**Directions for this task:**
Resume the passage on the Oregon Vortex, continuing right after its final sentence, which ends "refusing to go through that area."

── Given text ──

A historical photo of the House of Mystery at the Oregon Vortex in Gold Hill, Ore.
Balls don’t roll up hill, it’s a basic law of gravity, but there’s a tiny place in southern Oregon that’s breaking the rules. While it’s widely debated whether or not the Oregon Vortex is a bunch of optical illusions or actually a center of paranormal activity; there is no debate that on those 22-acres of land, weird things happen.
Vortexes are associated with many things: crop circles, Stonehenge, Egyptian pyramids, ley lines (the alignments of religious sites and landmarks). On the other hand some people believe that vortexes are a result of magnetic or gravitational fields.
Before anything was built on the land there were rumors that Native Americans referred to it as the “forbidden” land. People would often find their horse refusing to go through that area.

───
── Data to examine ──

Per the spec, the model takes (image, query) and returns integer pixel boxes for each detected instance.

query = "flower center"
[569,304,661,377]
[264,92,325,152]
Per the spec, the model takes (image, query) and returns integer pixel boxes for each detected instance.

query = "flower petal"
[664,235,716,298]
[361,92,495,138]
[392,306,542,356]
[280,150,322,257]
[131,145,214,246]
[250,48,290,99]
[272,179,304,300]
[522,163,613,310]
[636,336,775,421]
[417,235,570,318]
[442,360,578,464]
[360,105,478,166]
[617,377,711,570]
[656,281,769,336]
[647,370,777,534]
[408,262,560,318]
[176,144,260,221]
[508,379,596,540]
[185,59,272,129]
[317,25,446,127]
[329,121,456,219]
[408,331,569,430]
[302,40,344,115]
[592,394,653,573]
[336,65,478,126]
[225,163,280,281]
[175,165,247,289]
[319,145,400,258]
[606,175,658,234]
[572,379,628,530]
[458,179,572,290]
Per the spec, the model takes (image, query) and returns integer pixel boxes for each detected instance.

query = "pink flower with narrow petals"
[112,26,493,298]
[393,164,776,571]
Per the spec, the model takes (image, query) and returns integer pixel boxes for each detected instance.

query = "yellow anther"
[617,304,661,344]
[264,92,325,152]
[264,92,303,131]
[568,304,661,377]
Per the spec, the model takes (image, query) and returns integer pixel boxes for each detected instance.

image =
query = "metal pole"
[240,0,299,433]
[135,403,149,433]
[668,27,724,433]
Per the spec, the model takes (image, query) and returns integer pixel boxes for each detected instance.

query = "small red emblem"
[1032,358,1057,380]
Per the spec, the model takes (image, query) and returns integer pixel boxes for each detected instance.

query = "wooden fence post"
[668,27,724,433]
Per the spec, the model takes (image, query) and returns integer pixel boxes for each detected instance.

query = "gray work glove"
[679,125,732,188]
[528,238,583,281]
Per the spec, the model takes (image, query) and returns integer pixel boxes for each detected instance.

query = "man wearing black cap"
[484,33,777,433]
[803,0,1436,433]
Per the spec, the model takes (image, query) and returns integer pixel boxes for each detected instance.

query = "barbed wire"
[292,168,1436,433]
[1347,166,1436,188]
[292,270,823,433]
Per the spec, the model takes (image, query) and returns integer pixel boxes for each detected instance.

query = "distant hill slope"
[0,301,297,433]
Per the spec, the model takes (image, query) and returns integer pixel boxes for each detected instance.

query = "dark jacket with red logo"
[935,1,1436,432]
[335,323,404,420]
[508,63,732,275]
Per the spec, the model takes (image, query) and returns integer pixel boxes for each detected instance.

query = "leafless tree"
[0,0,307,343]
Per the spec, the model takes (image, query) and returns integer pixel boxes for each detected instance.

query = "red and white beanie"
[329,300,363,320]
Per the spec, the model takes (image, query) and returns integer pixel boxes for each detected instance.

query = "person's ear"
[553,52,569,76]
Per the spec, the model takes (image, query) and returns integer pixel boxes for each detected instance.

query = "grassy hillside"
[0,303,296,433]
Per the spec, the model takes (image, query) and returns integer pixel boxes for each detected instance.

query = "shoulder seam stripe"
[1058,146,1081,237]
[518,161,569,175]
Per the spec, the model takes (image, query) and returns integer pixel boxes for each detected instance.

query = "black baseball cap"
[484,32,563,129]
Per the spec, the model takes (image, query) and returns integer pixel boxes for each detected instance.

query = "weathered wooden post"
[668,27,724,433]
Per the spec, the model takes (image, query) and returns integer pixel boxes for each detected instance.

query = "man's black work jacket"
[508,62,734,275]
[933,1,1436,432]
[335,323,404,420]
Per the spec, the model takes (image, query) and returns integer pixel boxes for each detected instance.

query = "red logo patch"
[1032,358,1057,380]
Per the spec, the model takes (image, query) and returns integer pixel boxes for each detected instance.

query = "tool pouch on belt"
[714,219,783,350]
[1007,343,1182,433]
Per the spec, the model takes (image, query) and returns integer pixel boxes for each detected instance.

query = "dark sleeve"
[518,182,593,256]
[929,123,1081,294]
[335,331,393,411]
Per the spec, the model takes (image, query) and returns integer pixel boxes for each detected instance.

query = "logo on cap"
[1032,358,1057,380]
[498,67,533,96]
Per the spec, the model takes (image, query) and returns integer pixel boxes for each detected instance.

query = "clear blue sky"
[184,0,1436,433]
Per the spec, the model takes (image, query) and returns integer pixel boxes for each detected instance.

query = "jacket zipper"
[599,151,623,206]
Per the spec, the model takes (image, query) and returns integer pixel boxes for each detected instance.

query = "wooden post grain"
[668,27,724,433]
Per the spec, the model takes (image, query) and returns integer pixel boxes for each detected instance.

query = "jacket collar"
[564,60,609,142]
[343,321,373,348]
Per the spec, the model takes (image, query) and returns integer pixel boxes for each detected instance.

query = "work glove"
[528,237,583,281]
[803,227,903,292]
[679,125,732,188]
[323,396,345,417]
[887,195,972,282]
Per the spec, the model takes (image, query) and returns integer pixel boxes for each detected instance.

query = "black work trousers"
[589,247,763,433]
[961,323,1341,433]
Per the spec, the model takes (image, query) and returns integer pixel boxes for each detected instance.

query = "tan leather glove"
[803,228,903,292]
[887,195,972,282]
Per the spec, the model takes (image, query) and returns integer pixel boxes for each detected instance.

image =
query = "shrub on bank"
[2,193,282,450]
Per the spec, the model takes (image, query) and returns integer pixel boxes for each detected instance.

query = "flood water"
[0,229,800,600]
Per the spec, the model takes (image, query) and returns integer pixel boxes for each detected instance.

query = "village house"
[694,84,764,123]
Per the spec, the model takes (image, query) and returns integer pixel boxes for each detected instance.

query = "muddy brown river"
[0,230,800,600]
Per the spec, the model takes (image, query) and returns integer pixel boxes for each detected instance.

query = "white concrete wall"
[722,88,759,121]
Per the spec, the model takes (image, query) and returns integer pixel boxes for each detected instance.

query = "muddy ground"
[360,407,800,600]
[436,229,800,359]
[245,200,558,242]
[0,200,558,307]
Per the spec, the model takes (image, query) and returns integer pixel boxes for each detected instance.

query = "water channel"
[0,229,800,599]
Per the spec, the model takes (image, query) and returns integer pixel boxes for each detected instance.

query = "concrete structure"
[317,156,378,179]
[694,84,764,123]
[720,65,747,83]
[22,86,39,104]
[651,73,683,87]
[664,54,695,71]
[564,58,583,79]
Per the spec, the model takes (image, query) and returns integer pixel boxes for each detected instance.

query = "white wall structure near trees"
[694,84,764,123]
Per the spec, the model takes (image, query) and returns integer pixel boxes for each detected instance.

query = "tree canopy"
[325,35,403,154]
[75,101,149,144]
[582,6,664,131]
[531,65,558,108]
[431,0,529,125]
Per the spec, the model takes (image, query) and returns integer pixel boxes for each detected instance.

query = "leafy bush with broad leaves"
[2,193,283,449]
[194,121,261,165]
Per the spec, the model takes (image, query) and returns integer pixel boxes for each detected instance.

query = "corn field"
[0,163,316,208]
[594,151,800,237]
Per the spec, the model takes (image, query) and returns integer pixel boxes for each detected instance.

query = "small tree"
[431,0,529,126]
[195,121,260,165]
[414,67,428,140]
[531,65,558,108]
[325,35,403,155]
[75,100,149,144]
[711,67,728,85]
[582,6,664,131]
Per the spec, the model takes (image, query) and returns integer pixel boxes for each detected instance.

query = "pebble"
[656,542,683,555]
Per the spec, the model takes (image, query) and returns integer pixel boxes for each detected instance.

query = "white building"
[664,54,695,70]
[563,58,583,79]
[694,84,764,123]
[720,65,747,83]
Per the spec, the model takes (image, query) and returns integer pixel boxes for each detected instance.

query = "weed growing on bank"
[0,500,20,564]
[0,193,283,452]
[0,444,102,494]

───

**Result for this task:**
One of the things specific to the Oregon Vortex is its House of Mystery, a popular tourist attraction. Originally it was an assay office (a place to test the purity of a gem) built in 1904. Several years later, the office slid down the hill it was on and came to rest at a rather odd angle. Some claim that the weird angle of the house is what makes the illusions possible.
The Oregon Vortex and the House of Mystery have been investigated on Fact or Faked: Paranormal Files, Supernatural, alluded to in the video game Sam & Max Hit the Road, and is the inspiration for the Gravity Falls cartoon.